Data for the task START

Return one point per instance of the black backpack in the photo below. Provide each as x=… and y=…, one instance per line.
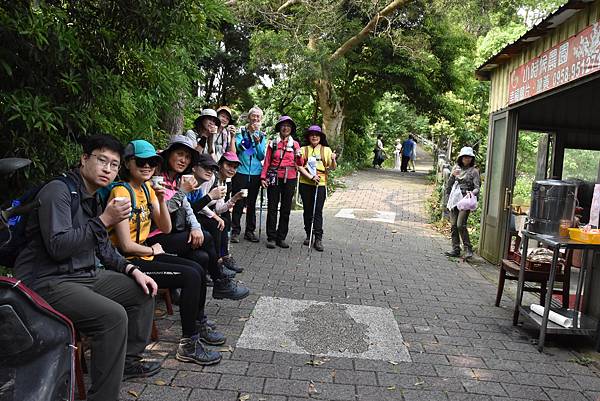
x=14, y=239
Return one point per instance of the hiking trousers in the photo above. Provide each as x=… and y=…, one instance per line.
x=307, y=193
x=281, y=194
x=113, y=311
x=252, y=183
x=174, y=272
x=458, y=229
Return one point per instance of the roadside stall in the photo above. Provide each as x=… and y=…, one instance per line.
x=547, y=82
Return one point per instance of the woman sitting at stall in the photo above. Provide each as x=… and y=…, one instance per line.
x=169, y=271
x=279, y=177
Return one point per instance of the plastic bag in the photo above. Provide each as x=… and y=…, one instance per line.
x=454, y=197
x=469, y=202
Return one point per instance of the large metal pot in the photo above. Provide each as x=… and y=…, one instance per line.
x=552, y=207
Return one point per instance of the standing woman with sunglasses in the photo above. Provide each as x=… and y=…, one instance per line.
x=169, y=271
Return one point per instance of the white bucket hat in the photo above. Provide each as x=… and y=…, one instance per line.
x=466, y=151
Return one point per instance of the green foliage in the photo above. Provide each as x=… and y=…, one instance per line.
x=73, y=68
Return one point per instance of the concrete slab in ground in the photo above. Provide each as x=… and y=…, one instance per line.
x=324, y=328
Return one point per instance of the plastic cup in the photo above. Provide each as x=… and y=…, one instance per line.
x=157, y=181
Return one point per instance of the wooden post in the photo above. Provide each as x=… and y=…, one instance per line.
x=541, y=169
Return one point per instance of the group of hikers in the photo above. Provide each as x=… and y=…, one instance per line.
x=405, y=153
x=101, y=247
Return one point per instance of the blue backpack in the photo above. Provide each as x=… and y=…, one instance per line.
x=14, y=239
x=136, y=212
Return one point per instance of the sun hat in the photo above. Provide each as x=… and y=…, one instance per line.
x=230, y=157
x=227, y=111
x=140, y=149
x=181, y=141
x=207, y=113
x=255, y=110
x=466, y=151
x=283, y=119
x=315, y=129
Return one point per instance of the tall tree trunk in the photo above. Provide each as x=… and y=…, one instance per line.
x=333, y=113
x=172, y=119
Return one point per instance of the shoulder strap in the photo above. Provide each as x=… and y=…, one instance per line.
x=147, y=194
x=72, y=186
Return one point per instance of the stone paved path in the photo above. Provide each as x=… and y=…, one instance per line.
x=461, y=347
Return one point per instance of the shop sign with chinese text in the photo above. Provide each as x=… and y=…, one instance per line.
x=574, y=58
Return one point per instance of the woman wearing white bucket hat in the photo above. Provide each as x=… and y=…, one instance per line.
x=464, y=179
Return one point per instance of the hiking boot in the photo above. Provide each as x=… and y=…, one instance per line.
x=250, y=236
x=204, y=320
x=140, y=369
x=227, y=273
x=453, y=253
x=468, y=253
x=229, y=289
x=209, y=336
x=230, y=263
x=191, y=350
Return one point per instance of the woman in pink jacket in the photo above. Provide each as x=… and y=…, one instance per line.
x=279, y=174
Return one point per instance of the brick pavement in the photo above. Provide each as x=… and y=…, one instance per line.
x=461, y=346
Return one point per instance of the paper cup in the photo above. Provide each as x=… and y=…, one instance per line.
x=157, y=180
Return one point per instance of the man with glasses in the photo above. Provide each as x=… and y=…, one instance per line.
x=113, y=306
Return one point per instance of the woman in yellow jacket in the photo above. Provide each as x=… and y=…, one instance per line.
x=318, y=159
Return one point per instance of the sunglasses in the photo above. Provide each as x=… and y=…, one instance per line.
x=152, y=162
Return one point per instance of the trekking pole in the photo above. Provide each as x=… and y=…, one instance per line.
x=260, y=212
x=312, y=219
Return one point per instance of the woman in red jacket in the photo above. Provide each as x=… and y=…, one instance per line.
x=279, y=174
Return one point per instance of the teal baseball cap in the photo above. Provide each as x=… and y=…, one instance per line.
x=140, y=149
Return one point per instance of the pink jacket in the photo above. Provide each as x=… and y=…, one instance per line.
x=286, y=168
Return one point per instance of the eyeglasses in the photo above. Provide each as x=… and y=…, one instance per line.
x=152, y=162
x=104, y=162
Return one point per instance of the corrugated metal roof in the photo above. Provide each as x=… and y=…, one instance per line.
x=538, y=31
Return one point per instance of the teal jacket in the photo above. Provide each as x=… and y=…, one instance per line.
x=251, y=164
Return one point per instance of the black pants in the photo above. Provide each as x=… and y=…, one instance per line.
x=113, y=311
x=282, y=193
x=177, y=243
x=404, y=164
x=307, y=193
x=220, y=237
x=174, y=272
x=252, y=183
x=458, y=229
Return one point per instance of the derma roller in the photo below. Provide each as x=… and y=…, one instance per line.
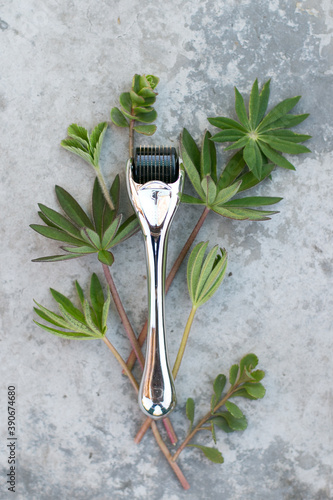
x=155, y=180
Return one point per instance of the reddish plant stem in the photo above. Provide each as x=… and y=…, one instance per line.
x=203, y=421
x=142, y=337
x=156, y=433
x=133, y=340
x=169, y=457
x=123, y=316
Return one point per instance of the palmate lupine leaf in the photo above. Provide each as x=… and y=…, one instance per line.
x=262, y=138
x=204, y=275
x=87, y=146
x=218, y=193
x=86, y=236
x=86, y=324
x=136, y=105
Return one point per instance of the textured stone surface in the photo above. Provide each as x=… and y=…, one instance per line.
x=67, y=61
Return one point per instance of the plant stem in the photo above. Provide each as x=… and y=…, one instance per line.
x=156, y=433
x=133, y=340
x=203, y=421
x=183, y=343
x=103, y=186
x=169, y=457
x=172, y=274
x=122, y=363
x=145, y=426
x=131, y=138
x=123, y=316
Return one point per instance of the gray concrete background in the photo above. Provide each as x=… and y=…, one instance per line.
x=65, y=61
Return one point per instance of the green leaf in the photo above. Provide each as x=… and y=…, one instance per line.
x=97, y=298
x=212, y=454
x=152, y=80
x=287, y=135
x=233, y=373
x=253, y=201
x=56, y=234
x=249, y=180
x=186, y=198
x=126, y=101
x=226, y=123
x=67, y=305
x=126, y=230
x=227, y=193
x=234, y=410
x=65, y=335
x=240, y=109
x=254, y=105
x=232, y=170
x=219, y=384
x=285, y=121
x=239, y=213
x=222, y=423
x=96, y=141
x=44, y=316
x=136, y=99
x=146, y=92
x=191, y=148
x=256, y=390
x=110, y=233
x=145, y=129
x=193, y=174
x=275, y=157
x=284, y=146
x=278, y=111
x=55, y=258
x=71, y=207
x=205, y=161
x=209, y=187
x=228, y=135
x=80, y=133
x=60, y=221
x=50, y=316
x=194, y=268
x=80, y=250
x=263, y=101
x=206, y=269
x=105, y=257
x=250, y=361
x=98, y=204
x=91, y=237
x=253, y=158
x=236, y=424
x=190, y=406
x=89, y=320
x=77, y=148
x=118, y=118
x=79, y=292
x=146, y=117
x=239, y=144
x=105, y=311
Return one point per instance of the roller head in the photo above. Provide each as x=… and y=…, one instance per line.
x=155, y=163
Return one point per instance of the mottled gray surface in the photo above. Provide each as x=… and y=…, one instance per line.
x=64, y=61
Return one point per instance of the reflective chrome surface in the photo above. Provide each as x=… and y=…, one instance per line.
x=155, y=204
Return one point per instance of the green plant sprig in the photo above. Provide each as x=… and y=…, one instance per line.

Data for the task END

> _Task to carry out_
Copy every record exactly as written, leaving out the pictures.

> _Solved problem_
Return one point per instance of the black backpack in the photo below. Provide each as x=… and y=…, one instance per line.
x=14, y=239
Return one point per instance of the hiking trousers in the photo above. Provide each as x=… and y=…, one instance per line.
x=307, y=193
x=281, y=194
x=113, y=311
x=252, y=183
x=174, y=272
x=458, y=229
Return one point per instance of the roadside stall in the photo above. Provide each as x=… and y=…, one instance per line.
x=547, y=82
Return one point per instance of the woman sitting at stall in the photo above. Provide each as x=… and y=…, one instance per line.
x=169, y=271
x=279, y=177
Return one point per instance of the plastic bag in the photo above. Provide each as x=… and y=…, one instance per line.
x=454, y=197
x=469, y=202
Return one point per instance of the large metal pot in the photo above. Provide each as x=… and y=…, one instance per line.
x=552, y=207
Return one point per instance of the standing woman with sunglasses in the photo above. Provide each as x=… and y=…, one instance per line.
x=169, y=271
Return one point per instance of the white bucket hat in the photo above. Provide each as x=… and y=…, one instance per line.
x=466, y=151
Return one point per instance of the green foliage in the photo above. Provide each as x=… and y=…, one instance per line.
x=73, y=68
Return one point per instance of the concrete slab in ground in the photo above. Provide each as x=… and y=…, one instance per line.
x=324, y=328
Return one point per instance of the plastic cup in the photo above. Provide each as x=… and y=…, one instance per line.
x=157, y=181
Return one point per instance of the wooden post in the photo above. Provide each as x=… and y=…, one instance per line.
x=541, y=169
Return one point per instance of the group of hikers in the photo above. Provide each as x=… and y=…, one instance per line.
x=405, y=153
x=101, y=247
Return one point per instance of the blue backpack in the photo above. Provide each as x=… and y=…, one instance per line.
x=14, y=239
x=136, y=212
Return one point per instance of the sun hat in the photo above. Provide each as x=… and y=…, one instance per line.
x=230, y=157
x=227, y=111
x=140, y=149
x=181, y=141
x=207, y=113
x=255, y=110
x=466, y=151
x=283, y=119
x=315, y=129
Return one point per instance of the tall tree trunk in the photo above. Provide each as x=… and y=…, one instance per line.
x=333, y=113
x=172, y=119
Return one point per instance of the shoulder strap in the photo above. Provide each as x=… and y=…, one instance per line.
x=147, y=194
x=72, y=186
Return one point per instance of the stone paved path in the photo above. Provide each as x=… and y=…, one instance per line.
x=461, y=347
Return one point per instance of the shop sign with chinese text in the photo above. Provide each as x=… and y=…, one instance per line.
x=574, y=58
Return one point per instance of the woman wearing white bucket hat in the photo above. Provide each as x=… and y=…, one instance per line.
x=464, y=179
Return one point per instance of the hiking boot in the photo above. Provide each as x=… and y=…, one instance per line.
x=250, y=236
x=204, y=320
x=140, y=369
x=227, y=273
x=453, y=253
x=468, y=253
x=229, y=289
x=209, y=336
x=230, y=263
x=191, y=350
Return one point per instance of the woman in pink jacket in the photo above. Provide each as x=… and y=…, one instance per line.
x=279, y=174
Return one point per instance of the brick pavement in the photo above. Provide each as x=… and y=…, one instance per line.
x=461, y=346
Return one point per instance of the paper cup in the photo above. Provide each as x=… and y=…, one instance per line.
x=157, y=180
Return one point per instance of the man with glasses in the photo above. Provide each as x=… and y=…, one instance per line.
x=113, y=306
Return one point per instance of the woman in yellow jacket in the photo above. Provide each as x=… and y=…, one instance per line.
x=318, y=159
Return one point per instance of the sunglasses in the photo above. Provide each as x=… and y=…, one instance per line.
x=152, y=162
Return one point per instance of the trekking pole in the photo above. Provide each as x=… and y=…, one instance per line.
x=260, y=212
x=312, y=219
Return one point per instance of the woman in red jacket in the photo above. Provide each as x=… and y=…, one instance per line.
x=279, y=174
Return one point per instance of the teal baseball cap in the photo above. Provide each as x=… and y=…, one instance per line.
x=140, y=149
Return one point per instance of the pink jacket in the photo above. Provide each as x=… and y=…, one instance per line.
x=286, y=168
Return one point per instance of the eyeglasses in the photo above. Provide each as x=… and y=…, one instance per line.
x=152, y=162
x=104, y=162
Return one point per instance of the corrugated metal roof in the photo above. Provide each as x=… and y=…, one instance per line.
x=538, y=31
Return one point per instance of the teal jacket in the photo above. Provide each as x=… and y=…, one instance per line.
x=251, y=164
Return one point per instance of the black pants in the photo above. Provide each as x=… and y=…, one instance per line.
x=113, y=311
x=282, y=193
x=177, y=243
x=404, y=164
x=307, y=193
x=220, y=237
x=174, y=272
x=252, y=183
x=458, y=229
Return one point per instance of the derma roller in the photo below. Provide each as x=… and y=…, one instance per line.
x=155, y=180
Return one point per instance of the reddish plant stem in the photo above. Provide each as x=… and y=…, one instance per line.
x=203, y=421
x=142, y=337
x=156, y=433
x=133, y=340
x=169, y=457
x=123, y=316
Return one point per instance of the palmate lupine leaf in the photo above. Provide each as x=… and y=…, one instance per line.
x=262, y=138
x=204, y=275
x=87, y=146
x=218, y=193
x=86, y=236
x=86, y=324
x=136, y=105
Return one point per instance of the textured stone surface in the photo above. Provide each as x=… and y=…, one instance per line.
x=67, y=61
Return one point per instance of the plant stem in the photo above. Provide each as x=… and y=…, one instance per line.
x=156, y=433
x=133, y=340
x=203, y=421
x=183, y=343
x=103, y=186
x=169, y=457
x=172, y=274
x=122, y=363
x=145, y=426
x=131, y=138
x=123, y=316
Return one point per instance of the gray concrete background in the photo above. Provide each as x=… and y=…, one instance per line.
x=65, y=61
Return one point per instance of the green leaf in the photo above. Provide each as x=… and y=…, one instance per line.
x=97, y=298
x=212, y=454
x=152, y=80
x=287, y=135
x=233, y=373
x=253, y=201
x=56, y=234
x=249, y=180
x=186, y=198
x=126, y=101
x=226, y=123
x=67, y=305
x=126, y=230
x=227, y=193
x=234, y=410
x=65, y=335
x=240, y=109
x=254, y=105
x=232, y=170
x=219, y=384
x=285, y=121
x=239, y=213
x=222, y=423
x=96, y=141
x=44, y=316
x=136, y=99
x=146, y=92
x=191, y=148
x=256, y=390
x=110, y=233
x=145, y=129
x=193, y=174
x=275, y=157
x=284, y=146
x=278, y=111
x=55, y=258
x=71, y=207
x=205, y=161
x=209, y=187
x=228, y=135
x=80, y=133
x=60, y=221
x=50, y=316
x=194, y=268
x=80, y=250
x=263, y=101
x=206, y=269
x=105, y=257
x=250, y=361
x=98, y=204
x=91, y=237
x=253, y=158
x=236, y=424
x=190, y=406
x=89, y=320
x=77, y=148
x=118, y=118
x=79, y=292
x=146, y=117
x=239, y=144
x=105, y=311
Return one point per instance of the roller head in the photo above. Provide each as x=… and y=…, one instance per line.
x=155, y=163
Return one point per instance of the mottled gray surface in the photo above. Provide each as x=… and y=…, one instance per line.
x=64, y=61
Return one point per instance of the reflective chrome surface in the photo above. Provide each as x=… and y=…, one instance per line.
x=155, y=204
Return one point per instance of the green plant sprig in the photo above. Provide each as x=… and y=…, one instance per line.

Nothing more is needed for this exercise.